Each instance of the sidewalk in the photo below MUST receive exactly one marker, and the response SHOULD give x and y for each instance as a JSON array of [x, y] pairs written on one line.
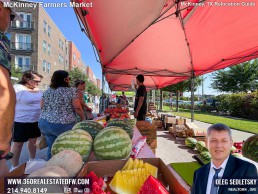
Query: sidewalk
[[171, 149]]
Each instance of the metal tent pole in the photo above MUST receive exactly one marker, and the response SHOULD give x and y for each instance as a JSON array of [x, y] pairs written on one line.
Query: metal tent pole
[[103, 85], [192, 97], [160, 99]]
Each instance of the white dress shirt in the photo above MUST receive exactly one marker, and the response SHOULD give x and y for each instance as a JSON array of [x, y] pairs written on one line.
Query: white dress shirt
[[212, 173]]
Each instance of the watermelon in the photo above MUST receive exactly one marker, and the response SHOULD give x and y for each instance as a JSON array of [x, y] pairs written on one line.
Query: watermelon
[[123, 125], [131, 122], [91, 127], [250, 148], [112, 143], [77, 140], [153, 185], [190, 142], [205, 156], [69, 160], [201, 147]]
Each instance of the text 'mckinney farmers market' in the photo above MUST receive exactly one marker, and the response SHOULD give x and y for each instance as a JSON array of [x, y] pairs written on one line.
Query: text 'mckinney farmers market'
[[46, 5]]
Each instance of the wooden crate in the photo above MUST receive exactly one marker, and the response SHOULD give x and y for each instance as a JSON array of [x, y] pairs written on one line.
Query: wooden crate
[[170, 119], [180, 121], [150, 131]]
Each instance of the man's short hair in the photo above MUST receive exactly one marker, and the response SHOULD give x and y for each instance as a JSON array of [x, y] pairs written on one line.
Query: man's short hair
[[140, 78], [219, 127]]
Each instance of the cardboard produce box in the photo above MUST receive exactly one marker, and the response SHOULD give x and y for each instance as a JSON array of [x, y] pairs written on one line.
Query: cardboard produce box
[[164, 174], [180, 121]]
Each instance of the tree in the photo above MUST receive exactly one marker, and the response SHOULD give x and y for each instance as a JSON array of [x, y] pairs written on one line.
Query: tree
[[76, 74], [239, 78], [184, 86]]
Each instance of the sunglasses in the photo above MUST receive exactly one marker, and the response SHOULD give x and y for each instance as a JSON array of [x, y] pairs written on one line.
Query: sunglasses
[[12, 16]]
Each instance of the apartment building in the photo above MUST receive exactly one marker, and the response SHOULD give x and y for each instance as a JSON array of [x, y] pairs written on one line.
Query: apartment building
[[98, 84], [38, 44], [74, 56]]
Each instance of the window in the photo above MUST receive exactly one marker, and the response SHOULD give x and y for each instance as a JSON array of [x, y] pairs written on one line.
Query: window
[[45, 26], [61, 59], [8, 35], [44, 66], [49, 31], [48, 68], [44, 46], [23, 42], [23, 62], [49, 50], [27, 20]]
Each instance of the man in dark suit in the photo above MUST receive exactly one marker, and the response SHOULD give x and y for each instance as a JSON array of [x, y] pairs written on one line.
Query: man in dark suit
[[219, 142]]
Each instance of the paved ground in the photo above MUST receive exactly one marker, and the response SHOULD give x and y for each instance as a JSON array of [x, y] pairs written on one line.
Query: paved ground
[[169, 148]]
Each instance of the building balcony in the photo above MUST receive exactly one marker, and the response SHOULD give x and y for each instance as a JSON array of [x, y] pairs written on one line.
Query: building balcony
[[17, 25], [21, 47], [23, 67]]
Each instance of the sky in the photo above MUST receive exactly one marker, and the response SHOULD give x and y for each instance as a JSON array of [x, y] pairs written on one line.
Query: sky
[[67, 22]]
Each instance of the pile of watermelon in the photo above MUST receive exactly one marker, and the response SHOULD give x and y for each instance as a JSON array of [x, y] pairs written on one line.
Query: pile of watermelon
[[112, 142]]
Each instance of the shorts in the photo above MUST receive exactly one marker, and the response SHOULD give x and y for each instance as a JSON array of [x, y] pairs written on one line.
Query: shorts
[[141, 117], [22, 132]]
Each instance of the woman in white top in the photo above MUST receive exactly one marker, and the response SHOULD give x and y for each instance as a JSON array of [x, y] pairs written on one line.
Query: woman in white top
[[27, 112]]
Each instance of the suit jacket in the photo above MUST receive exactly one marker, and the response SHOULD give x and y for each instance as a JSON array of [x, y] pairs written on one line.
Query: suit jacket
[[235, 169]]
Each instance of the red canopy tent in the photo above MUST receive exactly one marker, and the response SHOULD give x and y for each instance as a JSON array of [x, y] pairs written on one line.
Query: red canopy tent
[[169, 41]]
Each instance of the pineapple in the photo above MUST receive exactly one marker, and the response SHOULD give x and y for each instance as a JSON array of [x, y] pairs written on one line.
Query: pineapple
[[130, 179]]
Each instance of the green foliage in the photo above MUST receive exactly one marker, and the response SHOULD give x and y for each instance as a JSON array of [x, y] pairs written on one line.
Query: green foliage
[[239, 124], [77, 74], [184, 86], [239, 78]]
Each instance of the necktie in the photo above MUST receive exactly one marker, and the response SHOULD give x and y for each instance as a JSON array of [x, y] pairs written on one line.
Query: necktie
[[214, 188]]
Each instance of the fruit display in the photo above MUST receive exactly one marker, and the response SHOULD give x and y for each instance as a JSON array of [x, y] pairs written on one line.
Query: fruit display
[[123, 125], [151, 186], [112, 143], [131, 178], [91, 127], [250, 148], [205, 156], [77, 140], [117, 113], [238, 145], [98, 184], [69, 160], [49, 171], [201, 147], [190, 142]]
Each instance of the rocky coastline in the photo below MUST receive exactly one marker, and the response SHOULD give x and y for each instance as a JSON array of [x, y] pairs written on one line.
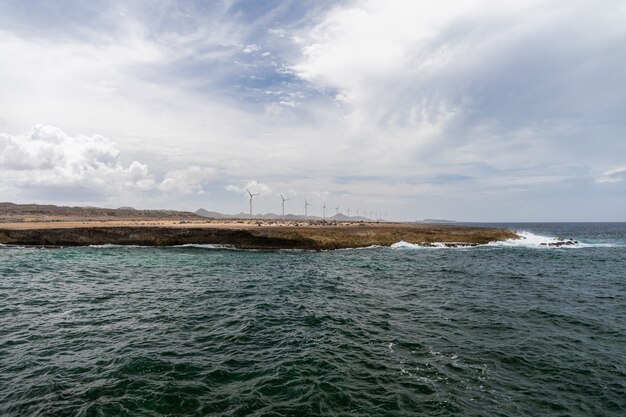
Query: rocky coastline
[[310, 237]]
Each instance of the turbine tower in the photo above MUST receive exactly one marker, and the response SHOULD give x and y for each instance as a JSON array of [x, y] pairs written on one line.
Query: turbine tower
[[251, 195], [284, 199]]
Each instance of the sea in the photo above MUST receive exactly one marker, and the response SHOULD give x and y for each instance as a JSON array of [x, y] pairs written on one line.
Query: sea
[[516, 328]]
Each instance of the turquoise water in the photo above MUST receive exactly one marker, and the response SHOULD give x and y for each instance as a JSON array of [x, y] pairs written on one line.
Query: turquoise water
[[511, 329]]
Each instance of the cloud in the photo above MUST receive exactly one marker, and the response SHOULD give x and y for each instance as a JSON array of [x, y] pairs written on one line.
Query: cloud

########################################

◆ **Problem to solve**:
Give the listing above again in its entirety, exactly as written and free of images.

◆ **Answer section**:
Each instance of the sidewalk in the photo below MUST receive exactly one marker, and the response SHOULD give x and y for each instance as a JSON array of [x, y] pairs written on one line.
Query: sidewalk
[[171, 149]]
Each instance of the metal tent pole in the photo above MUST receive exactly one marker, and the response SHOULD give x and y for each instance as a JSON array of [x, y] pairs written on one line.
Query: metal tent pole
[[103, 85], [192, 97], [160, 99]]
Each instance of the white dress shirt in the photo above MUST receive exactly one marker, and the response SHOULD give x and y for each instance as a JSON array of [x, y] pairs written on one line.
Query: white dress shirt
[[212, 173]]
Each instance of the watermelon in the photo above MUST receive exactly one marker, and the response SHOULD give x and y for each instance as a JSON array of [x, y] pairs written on one line.
Query: watermelon
[[123, 125], [131, 122], [91, 127], [250, 148], [112, 143], [77, 140], [153, 185], [190, 142], [205, 156], [69, 160], [201, 147]]
Each instance of the text 'mckinney farmers market' in the photo above MUST receive exactly one marker, and the response SHOULD give x and y for each instance as a JSON array of [x, y] pairs written on one line.
Query: text 'mckinney farmers market'
[[46, 5]]
Each instance of the wooden crate in the photo above MUST receive exactly one marker, and the response SHOULD give x and y for each instance as a JSON array of [x, y] pairs written on one line.
Query: wooden crate
[[170, 119], [180, 121], [150, 131]]
Each instance of the man's short hair in the photo above MUST receive exactly one marker, and the response SHOULD give x and y for each instance as a JSON array of [x, y] pairs written on one line.
Query: man's short hair
[[140, 78], [219, 127]]
Each instance of the cardboard produce box in the photo above MUST receive exactly one marker, and the response SHOULD give x and y for each instance as a JSON array of [x, y] pairs written on one line.
Query: cardboard produce box
[[164, 174], [180, 121]]
Each instance of the tree in the photo above MUST receive exactly one marker, and the response SHOULD give x and y for each instance as a JSON array of [x, y] pairs written on one line.
Query: tree
[[76, 74], [239, 78], [184, 86]]
Each instance of the sunglasses in the photo above MUST receive exactly one marker, and the response SHOULD give x and y for each instance as a JSON array of [x, y] pairs written on one line.
Query: sunglasses
[[12, 16]]
Each instance of the apartment building in the photo above MUST receive exactly one marker, and the response SHOULD give x and y for each instance as a JSON array of [x, y] pairs written on one line.
Query: apartment building
[[98, 84], [38, 44], [74, 56]]
Each instance of the window in the photo above MUST receive exactly one marker, and the response SHOULD give x and y for each instance as a JSON array of [x, y] pairs written on one line.
Query: window
[[45, 26], [61, 59], [8, 35], [44, 66], [49, 31], [48, 68], [44, 46], [23, 42], [23, 62], [49, 50], [27, 20]]
Each instance of the man in dark suit in the photo above MUST receive exactly one marker, and the response SHOULD give x and y for each instance as a JSON array of [x, y] pairs written on one line.
Query: man in dark suit
[[219, 142]]
Each instance of the paved ground in the photo above MUST receive exactly one marker, and the response SHOULD give x and y for each instance as a JSON array of [x, y] pairs written on one line.
Query: paved ground
[[169, 148]]
Each instance of the building balcony in the photo above MUST receive exactly one marker, and the response SHOULD give x and y for each instance as a JSON array of [x, y] pairs written on one line.
Query: building balcony
[[17, 25], [21, 47], [23, 67]]
Each instance of the sky in the photo above MUST receive exactly one marker, and the response SHOULD give x and y for each instance as a JSON array of [x, y] pairs written on one line.
Query: sky
[[67, 22]]
Each instance of the pile of watermelon in the photo above MUST receive exactly one marker, and the response SHOULD give x and y for each instance as a JSON array of [x, y] pairs written on one line.
Query: pile of watermelon
[[112, 142]]
Each instance of the shorts in the photo above MUST receive exactly one marker, and the response SHOULD give x and y for each instance as a JSON array of [x, y] pairs written on one line.
Query: shorts
[[141, 117], [22, 132]]
Each instance of the woman in white top in the photo above MUST receive exactly one marker, and the response SHOULD give x and y for each instance as a JSON array of [x, y] pairs written on one line.
Query: woman in white top
[[27, 112]]
Each instance of the suit jacket in the photo above MUST receive exactly one marker, and the response SHOULD give x and y for each instance as a JSON array of [x, y] pairs written on one line.
Query: suit jacket
[[235, 169]]
Each instance of the red canopy tent in the photo above MUST receive exactly one marker, and the response SHOULD give x and y for each instance as a JSON array of [x, y] pairs written on one line.
Query: red canopy tent
[[169, 41]]
Each instance of the pineapple in the photo above MUST receive exactly one marker, and the response SHOULD give x and y for each instance as a JSON array of [x, y] pairs written on one line.
Query: pineapple
[[130, 179]]
Each instance of the green foliage in the photo above MUST receive exactly one marker, and the response SHOULD give x and y for each instance as a JSON array of [x, y] pairs written on one line.
Query: green foliage
[[239, 124], [77, 74], [184, 86], [239, 78]]
Each instance of the necktie in the photo above MUST receive exactly one marker, and the response SHOULD give x and y for each instance as a JSON array of [x, y] pairs written on one line.
Query: necktie
[[214, 188]]
Each instance of the fruit display in the photo above MUST receive exactly one marker, and the response SHOULD give x and y for each instance as a JSON array of [x, y] pairs written on one line.
Query: fruit display
[[123, 125], [151, 186], [112, 143], [131, 178], [91, 127], [250, 148], [205, 156], [77, 140], [117, 113], [238, 145], [98, 184], [69, 160], [49, 171], [201, 147], [190, 142]]
Each instance of the rocky coastline in the photo below MUST receive exactly one marker, and the response SHOULD give x and y for each instance as a JSON array of [x, y] pairs written on one line.
Query: rocky coastline
[[310, 237]]
Each instance of the turbine tower in the photo above MUST receive exactly one marker, and the response SHOULD give x and y for each instance as a JSON array of [x, y] pairs written on one line.
Query: turbine tower
[[251, 195], [284, 199]]
Each instance of the sea in the photo above MUST receive exactly one marker, and the response SHOULD give x and y for each instance as a JSON array of [x, y] pairs written on one line.
Query: sea
[[516, 328]]
Each instance of the turquoise water in the photo above MUST receive exactly one marker, and the response SHOULD give x and y for each instance as a JSON array of [x, y] pairs written on one line.
Query: turquoise water
[[511, 329]]
Each instance of the cloud in the photo above MUST receive exactly one marker, and the response SHOULD give x and y for each instance as a JSON array of [x, y] pairs written on one line.
Query: cloud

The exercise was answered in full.